Working from the entries that follow, transcribe exactly and only the lines from the one with "[point] every instance of the green flower" through the last, pictures excluded.
::::
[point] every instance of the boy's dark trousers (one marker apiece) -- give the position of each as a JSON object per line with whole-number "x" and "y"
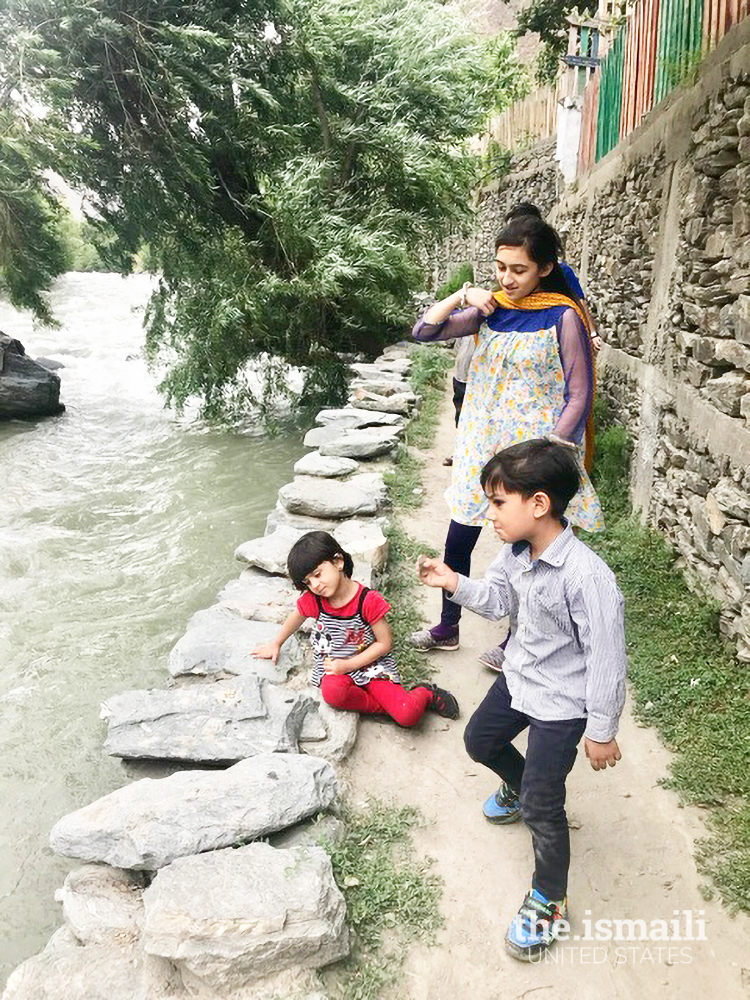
{"x": 459, "y": 391}
{"x": 539, "y": 780}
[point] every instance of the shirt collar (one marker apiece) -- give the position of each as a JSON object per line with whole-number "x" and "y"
{"x": 554, "y": 554}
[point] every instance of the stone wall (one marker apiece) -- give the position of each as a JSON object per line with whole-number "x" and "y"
{"x": 534, "y": 177}
{"x": 660, "y": 231}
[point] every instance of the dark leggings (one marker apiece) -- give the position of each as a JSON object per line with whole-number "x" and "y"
{"x": 458, "y": 548}
{"x": 539, "y": 779}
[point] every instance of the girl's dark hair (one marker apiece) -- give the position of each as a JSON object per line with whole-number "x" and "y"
{"x": 310, "y": 551}
{"x": 537, "y": 466}
{"x": 523, "y": 208}
{"x": 543, "y": 245}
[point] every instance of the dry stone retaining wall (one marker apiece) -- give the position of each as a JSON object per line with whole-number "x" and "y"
{"x": 173, "y": 902}
{"x": 534, "y": 177}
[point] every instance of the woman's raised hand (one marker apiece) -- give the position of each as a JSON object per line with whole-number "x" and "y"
{"x": 484, "y": 301}
{"x": 435, "y": 573}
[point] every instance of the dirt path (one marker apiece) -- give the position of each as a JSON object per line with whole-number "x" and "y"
{"x": 631, "y": 845}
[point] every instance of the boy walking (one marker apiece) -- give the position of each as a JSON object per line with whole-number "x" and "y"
{"x": 564, "y": 671}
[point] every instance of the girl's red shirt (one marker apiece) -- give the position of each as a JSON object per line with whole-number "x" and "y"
{"x": 374, "y": 608}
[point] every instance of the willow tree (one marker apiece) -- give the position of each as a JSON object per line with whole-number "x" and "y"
{"x": 283, "y": 160}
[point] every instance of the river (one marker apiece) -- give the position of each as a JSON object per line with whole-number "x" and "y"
{"x": 118, "y": 520}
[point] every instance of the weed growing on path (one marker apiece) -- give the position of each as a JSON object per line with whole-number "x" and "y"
{"x": 390, "y": 894}
{"x": 685, "y": 677}
{"x": 406, "y": 491}
{"x": 429, "y": 366}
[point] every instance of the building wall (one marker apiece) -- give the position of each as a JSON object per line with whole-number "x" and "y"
{"x": 660, "y": 231}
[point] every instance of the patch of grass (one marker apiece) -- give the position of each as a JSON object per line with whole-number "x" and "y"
{"x": 389, "y": 893}
{"x": 685, "y": 677}
{"x": 404, "y": 483}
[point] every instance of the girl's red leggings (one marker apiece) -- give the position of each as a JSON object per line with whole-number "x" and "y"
{"x": 406, "y": 707}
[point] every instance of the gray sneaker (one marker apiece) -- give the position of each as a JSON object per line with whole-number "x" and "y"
{"x": 493, "y": 658}
{"x": 423, "y": 641}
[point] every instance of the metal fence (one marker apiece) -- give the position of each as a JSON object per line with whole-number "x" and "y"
{"x": 660, "y": 44}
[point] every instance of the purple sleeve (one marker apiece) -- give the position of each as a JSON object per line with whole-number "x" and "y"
{"x": 578, "y": 369}
{"x": 572, "y": 279}
{"x": 461, "y": 323}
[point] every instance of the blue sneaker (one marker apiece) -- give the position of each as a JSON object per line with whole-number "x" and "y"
{"x": 502, "y": 806}
{"x": 535, "y": 926}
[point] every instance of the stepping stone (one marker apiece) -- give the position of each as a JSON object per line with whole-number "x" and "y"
{"x": 324, "y": 466}
{"x": 400, "y": 402}
{"x": 352, "y": 418}
{"x": 64, "y": 970}
{"x": 325, "y": 498}
{"x": 232, "y": 917}
{"x": 219, "y": 643}
{"x": 341, "y": 730}
{"x": 149, "y": 823}
{"x": 258, "y": 596}
{"x": 369, "y": 442}
{"x": 269, "y": 552}
{"x": 217, "y": 723}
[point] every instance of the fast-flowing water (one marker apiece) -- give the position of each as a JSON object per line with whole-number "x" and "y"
{"x": 117, "y": 522}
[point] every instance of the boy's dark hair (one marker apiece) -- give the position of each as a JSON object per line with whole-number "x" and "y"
{"x": 523, "y": 208}
{"x": 310, "y": 551}
{"x": 537, "y": 466}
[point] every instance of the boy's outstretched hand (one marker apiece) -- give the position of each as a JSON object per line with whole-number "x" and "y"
{"x": 435, "y": 573}
{"x": 601, "y": 754}
{"x": 268, "y": 652}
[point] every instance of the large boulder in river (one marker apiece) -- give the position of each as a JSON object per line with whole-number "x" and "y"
{"x": 217, "y": 723}
{"x": 220, "y": 643}
{"x": 259, "y": 596}
{"x": 232, "y": 917}
{"x": 325, "y": 498}
{"x": 369, "y": 442}
{"x": 27, "y": 389}
{"x": 149, "y": 823}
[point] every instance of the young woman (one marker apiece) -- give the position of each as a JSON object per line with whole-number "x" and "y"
{"x": 531, "y": 376}
{"x": 353, "y": 663}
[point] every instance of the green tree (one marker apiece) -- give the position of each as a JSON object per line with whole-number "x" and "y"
{"x": 282, "y": 159}
{"x": 33, "y": 249}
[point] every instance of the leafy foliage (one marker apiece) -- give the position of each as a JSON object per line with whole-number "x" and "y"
{"x": 389, "y": 892}
{"x": 282, "y": 160}
{"x": 33, "y": 249}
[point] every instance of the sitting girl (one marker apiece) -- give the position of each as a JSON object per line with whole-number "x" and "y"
{"x": 352, "y": 642}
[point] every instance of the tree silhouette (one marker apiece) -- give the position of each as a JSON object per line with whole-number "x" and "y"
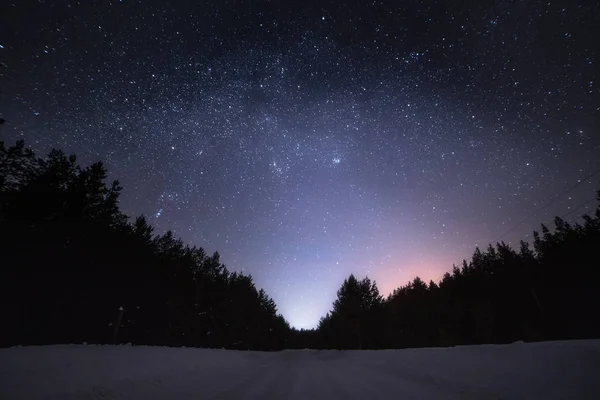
{"x": 76, "y": 269}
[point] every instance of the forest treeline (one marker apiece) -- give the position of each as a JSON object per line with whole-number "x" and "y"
{"x": 74, "y": 268}
{"x": 548, "y": 292}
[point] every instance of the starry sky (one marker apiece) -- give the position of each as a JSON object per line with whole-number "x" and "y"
{"x": 307, "y": 140}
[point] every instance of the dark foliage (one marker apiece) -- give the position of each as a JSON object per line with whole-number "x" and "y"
{"x": 546, "y": 293}
{"x": 74, "y": 269}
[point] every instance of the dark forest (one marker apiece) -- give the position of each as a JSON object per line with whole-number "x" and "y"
{"x": 75, "y": 269}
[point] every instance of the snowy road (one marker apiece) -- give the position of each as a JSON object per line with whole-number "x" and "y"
{"x": 551, "y": 370}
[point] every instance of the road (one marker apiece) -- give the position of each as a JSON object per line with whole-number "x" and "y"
{"x": 551, "y": 370}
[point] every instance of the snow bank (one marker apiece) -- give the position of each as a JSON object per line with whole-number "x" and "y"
{"x": 550, "y": 370}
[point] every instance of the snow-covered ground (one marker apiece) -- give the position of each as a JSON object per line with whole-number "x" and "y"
{"x": 550, "y": 370}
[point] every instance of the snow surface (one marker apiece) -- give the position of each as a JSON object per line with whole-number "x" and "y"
{"x": 549, "y": 370}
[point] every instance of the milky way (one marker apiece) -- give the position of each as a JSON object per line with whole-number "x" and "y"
{"x": 308, "y": 141}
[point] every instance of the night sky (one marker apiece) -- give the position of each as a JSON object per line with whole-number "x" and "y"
{"x": 306, "y": 140}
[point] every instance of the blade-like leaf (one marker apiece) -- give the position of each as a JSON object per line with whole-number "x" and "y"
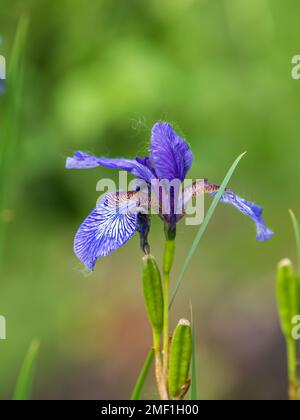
{"x": 143, "y": 375}
{"x": 296, "y": 227}
{"x": 193, "y": 391}
{"x": 10, "y": 122}
{"x": 25, "y": 380}
{"x": 204, "y": 225}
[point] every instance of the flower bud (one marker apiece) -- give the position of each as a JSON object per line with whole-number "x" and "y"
{"x": 153, "y": 293}
{"x": 180, "y": 360}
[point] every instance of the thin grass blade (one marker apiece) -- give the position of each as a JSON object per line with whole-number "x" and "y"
{"x": 204, "y": 225}
{"x": 194, "y": 387}
{"x": 296, "y": 227}
{"x": 25, "y": 380}
{"x": 10, "y": 122}
{"x": 144, "y": 373}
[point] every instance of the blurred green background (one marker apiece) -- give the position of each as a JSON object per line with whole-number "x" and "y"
{"x": 97, "y": 75}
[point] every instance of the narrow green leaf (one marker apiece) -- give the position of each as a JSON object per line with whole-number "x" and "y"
{"x": 10, "y": 126}
{"x": 199, "y": 235}
{"x": 194, "y": 388}
{"x": 296, "y": 227}
{"x": 204, "y": 225}
{"x": 25, "y": 380}
{"x": 142, "y": 377}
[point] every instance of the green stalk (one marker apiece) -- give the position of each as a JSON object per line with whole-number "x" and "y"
{"x": 197, "y": 239}
{"x": 136, "y": 393}
{"x": 166, "y": 325}
{"x": 292, "y": 368}
{"x": 167, "y": 266}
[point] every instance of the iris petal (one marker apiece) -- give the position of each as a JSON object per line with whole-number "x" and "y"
{"x": 251, "y": 210}
{"x": 246, "y": 207}
{"x": 170, "y": 154}
{"x": 82, "y": 160}
{"x": 109, "y": 226}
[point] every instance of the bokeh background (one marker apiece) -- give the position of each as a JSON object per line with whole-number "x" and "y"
{"x": 97, "y": 75}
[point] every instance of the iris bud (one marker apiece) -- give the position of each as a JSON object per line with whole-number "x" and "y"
{"x": 288, "y": 296}
{"x": 153, "y": 293}
{"x": 180, "y": 360}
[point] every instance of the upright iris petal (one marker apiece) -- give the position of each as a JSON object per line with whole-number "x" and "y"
{"x": 170, "y": 154}
{"x": 119, "y": 215}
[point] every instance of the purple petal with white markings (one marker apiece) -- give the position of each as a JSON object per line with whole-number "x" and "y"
{"x": 109, "y": 226}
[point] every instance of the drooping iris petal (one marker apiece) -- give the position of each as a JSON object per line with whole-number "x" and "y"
{"x": 82, "y": 160}
{"x": 109, "y": 226}
{"x": 170, "y": 154}
{"x": 251, "y": 210}
{"x": 246, "y": 207}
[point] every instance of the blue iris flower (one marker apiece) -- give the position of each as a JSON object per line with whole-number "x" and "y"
{"x": 108, "y": 227}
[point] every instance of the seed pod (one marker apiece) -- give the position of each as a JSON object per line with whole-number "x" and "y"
{"x": 180, "y": 359}
{"x": 153, "y": 293}
{"x": 287, "y": 285}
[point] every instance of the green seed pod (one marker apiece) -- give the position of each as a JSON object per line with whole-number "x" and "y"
{"x": 153, "y": 293}
{"x": 287, "y": 295}
{"x": 180, "y": 359}
{"x": 168, "y": 256}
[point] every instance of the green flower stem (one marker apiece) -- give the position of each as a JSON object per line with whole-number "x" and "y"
{"x": 292, "y": 368}
{"x": 161, "y": 385}
{"x": 166, "y": 325}
{"x": 167, "y": 266}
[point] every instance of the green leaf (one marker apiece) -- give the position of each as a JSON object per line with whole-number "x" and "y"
{"x": 10, "y": 126}
{"x": 296, "y": 227}
{"x": 25, "y": 380}
{"x": 199, "y": 235}
{"x": 287, "y": 295}
{"x": 142, "y": 377}
{"x": 194, "y": 391}
{"x": 204, "y": 225}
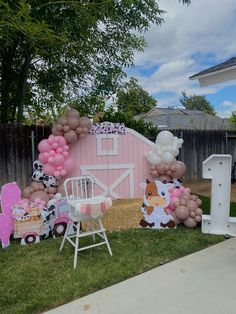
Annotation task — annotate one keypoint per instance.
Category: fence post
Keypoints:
(33, 145)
::::
*TASK RESULT:*
[point] every instance of the green flower stem (one marker apiece) -- give the position of each as a JSON object per line with whole-number "x" and "y"
{"x": 292, "y": 368}
{"x": 161, "y": 385}
{"x": 166, "y": 325}
{"x": 167, "y": 266}
[point] every instance of the green leaf (one marker apiece) -- give the position of each as a JSON object per line with whole-number "x" and "y"
{"x": 10, "y": 126}
{"x": 296, "y": 227}
{"x": 25, "y": 380}
{"x": 199, "y": 235}
{"x": 287, "y": 295}
{"x": 142, "y": 377}
{"x": 194, "y": 391}
{"x": 204, "y": 225}
Annotation task — annotate one keypoint per instance.
Category: fence post
Keypoints:
(33, 145)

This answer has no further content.